Task details: Write out all of the records below, copying every line without any change.

Records supplied:
— BEGIN —

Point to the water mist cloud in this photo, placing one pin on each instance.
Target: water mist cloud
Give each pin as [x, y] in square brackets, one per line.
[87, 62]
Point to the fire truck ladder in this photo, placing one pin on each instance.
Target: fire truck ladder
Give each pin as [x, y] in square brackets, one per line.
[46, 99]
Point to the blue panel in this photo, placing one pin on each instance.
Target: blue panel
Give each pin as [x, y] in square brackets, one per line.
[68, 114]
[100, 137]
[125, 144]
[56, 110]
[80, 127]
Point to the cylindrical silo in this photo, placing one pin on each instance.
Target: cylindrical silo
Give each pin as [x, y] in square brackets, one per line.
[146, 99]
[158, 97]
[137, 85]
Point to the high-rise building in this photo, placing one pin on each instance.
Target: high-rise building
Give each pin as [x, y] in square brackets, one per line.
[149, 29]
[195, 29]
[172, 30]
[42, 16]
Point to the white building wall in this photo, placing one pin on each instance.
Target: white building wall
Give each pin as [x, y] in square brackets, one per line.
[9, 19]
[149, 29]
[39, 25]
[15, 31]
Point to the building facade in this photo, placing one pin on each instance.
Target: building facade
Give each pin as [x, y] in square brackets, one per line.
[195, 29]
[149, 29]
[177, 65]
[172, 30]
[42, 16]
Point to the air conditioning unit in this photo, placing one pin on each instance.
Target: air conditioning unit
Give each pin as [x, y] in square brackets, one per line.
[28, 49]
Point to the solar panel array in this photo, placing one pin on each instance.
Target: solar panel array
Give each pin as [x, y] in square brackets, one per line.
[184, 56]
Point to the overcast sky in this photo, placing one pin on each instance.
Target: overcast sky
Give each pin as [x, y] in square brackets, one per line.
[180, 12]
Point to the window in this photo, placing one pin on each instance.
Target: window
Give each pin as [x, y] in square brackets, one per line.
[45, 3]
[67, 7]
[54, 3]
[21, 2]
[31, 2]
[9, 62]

— END —

Output for this exercise:
Point to the water mist cloud in this photo, placing one pin on each instance.
Target: water mist cloud
Give each pin as [x, y] in square brackets, one per line.
[87, 62]
Point to the fire truck ladder in this photo, placing one pin on each instance.
Target: fire truck ladder
Give each pin as [x, y] in square brackets, one per line.
[46, 99]
Point to the blue panel in this photo, placing one pin on each instance.
Target: blue panel
Give each pin as [x, y] in square brackets, one per line.
[68, 114]
[100, 137]
[125, 144]
[56, 110]
[80, 127]
Point to the cylindrical silo in this photo, placing one pin on each instance.
Target: cylindrical silo
Give each pin as [x, y] in square brackets, one per line.
[146, 99]
[158, 97]
[137, 85]
Point to the high-rise building in this photo, placing one pin on each instance.
Target: high-rise building
Give each pin as [x, y] in square brackets, one per line.
[149, 29]
[195, 29]
[172, 30]
[42, 16]
Point to the white building wall in this photo, placing one pin on each instance.
Target: white building wall
Give each pin as [x, y] in square brackets, one per line.
[9, 19]
[149, 29]
[39, 25]
[15, 31]
Point to the building facade in this photo, placing one pin on each instance.
Target: building facade
Give each pin as [x, y] in square brackets, one per line.
[195, 29]
[149, 29]
[177, 65]
[172, 30]
[42, 16]
Point to the air conditioning unit in this photo, placing one pin on each instance.
Target: air conditioning unit
Give each pin as [x, y] in square brackets, one per line.
[28, 49]
Point to the solar panel array in this photo, placing one pin on each instance.
Target: solar panel array
Give each pin as [x, y] in square brackets, one per line.
[184, 56]
Point to the overcast sky in this photo, placing one pin on each instance.
Target: overcast sky
Give each pin as [x, y] in square brackets, one per line.
[180, 12]
Point to the window in this photo, placing one pin on each instance.
Target: window
Give each pin as [x, y] in square brackets, one per line.
[45, 3]
[67, 7]
[54, 3]
[21, 2]
[31, 2]
[9, 62]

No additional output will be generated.